Text:
____________________

By P.K.Balachandran/Ceylon Today
Colombo, April 25: Prof. Rohan Gunaratna, a leading Sri Lankan expert on terrorism, particularly West Asian terrorism, says that Sri Lanka urgently needs a Singapore-style “Harmony Act” to curb hate speech and hateful religious preaching.
Talking to this correspondent on the rise of Islamic radicalism in Sri Lanka and the ugly manifestation it took on April 21 Easter Sunday, Dr.Gunaratna said that Sri Lanka should emulate multi-ethnic and multi-religious Singapore and criminalize hate preaching by passing a Harmony Act.
The Singapore act passed in 1992, provides that a restraining order can be slapped on any pastor or religious leader forbidding them to address any congregation or group on any subject.
Any criticism of another religion is considered a violation of the “Harmony Act.” One Christian pastor was warned to cease criticizing Buddhism, Taoism and Catholicism in church publications and from the pulpit.
Islamic religious leaders were also called down for promoting a religious leader for a political office, which is also forbidden by the Harmony Act.
Singapore and Canada have become test labs for ecumenical legislation that limits “soul winners” from speaking against the sin of the sinner when witnessing. The ecumenical, one-world-religionists advocate unity and harmony as the goal between the religions of the world.

____________________

Entries provided:
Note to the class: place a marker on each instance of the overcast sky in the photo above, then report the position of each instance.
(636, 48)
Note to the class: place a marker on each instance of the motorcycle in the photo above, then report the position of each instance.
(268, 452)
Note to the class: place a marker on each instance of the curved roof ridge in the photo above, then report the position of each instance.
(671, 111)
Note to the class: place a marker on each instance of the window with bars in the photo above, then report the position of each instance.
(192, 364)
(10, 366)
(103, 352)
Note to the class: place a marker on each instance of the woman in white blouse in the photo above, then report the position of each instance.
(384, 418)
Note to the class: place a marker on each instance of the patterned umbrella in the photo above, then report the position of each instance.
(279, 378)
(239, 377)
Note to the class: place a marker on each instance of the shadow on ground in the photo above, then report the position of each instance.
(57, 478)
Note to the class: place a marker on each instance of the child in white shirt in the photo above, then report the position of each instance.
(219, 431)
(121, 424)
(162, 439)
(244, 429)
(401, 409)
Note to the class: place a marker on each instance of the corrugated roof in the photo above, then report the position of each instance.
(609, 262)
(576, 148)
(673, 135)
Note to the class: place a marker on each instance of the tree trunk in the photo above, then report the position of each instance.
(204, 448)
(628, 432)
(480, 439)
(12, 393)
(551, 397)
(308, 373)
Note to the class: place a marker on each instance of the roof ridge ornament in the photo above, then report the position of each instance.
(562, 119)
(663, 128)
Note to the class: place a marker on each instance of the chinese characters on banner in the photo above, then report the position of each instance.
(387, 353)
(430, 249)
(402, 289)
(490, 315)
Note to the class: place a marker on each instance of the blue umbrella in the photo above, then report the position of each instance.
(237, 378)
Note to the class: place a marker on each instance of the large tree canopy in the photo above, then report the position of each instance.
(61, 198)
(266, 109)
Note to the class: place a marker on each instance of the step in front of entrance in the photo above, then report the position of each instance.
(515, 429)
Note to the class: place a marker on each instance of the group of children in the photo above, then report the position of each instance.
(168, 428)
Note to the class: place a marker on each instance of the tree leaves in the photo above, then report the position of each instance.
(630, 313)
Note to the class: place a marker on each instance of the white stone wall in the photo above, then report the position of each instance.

____________________

Written task: Please give the stretch of the Harmony Act article from "Talking to this" through "on any subject." again, swapping "congregation" for "assembly".

Complete output:
Talking to this correspondent on the rise of Islamic radicalism in Sri Lanka and the ugly manifestation it took on April 21 Easter Sunday, Dr.Gunaratna said that Sri Lanka should emulate multi-ethnic and multi-religious Singapore and criminalize hate preaching by passing a Harmony Act.
The Singapore act passed in 1992, provides that a restraining order can be slapped on any pastor or religious leader forbidding them to address any assembly or group on any subject.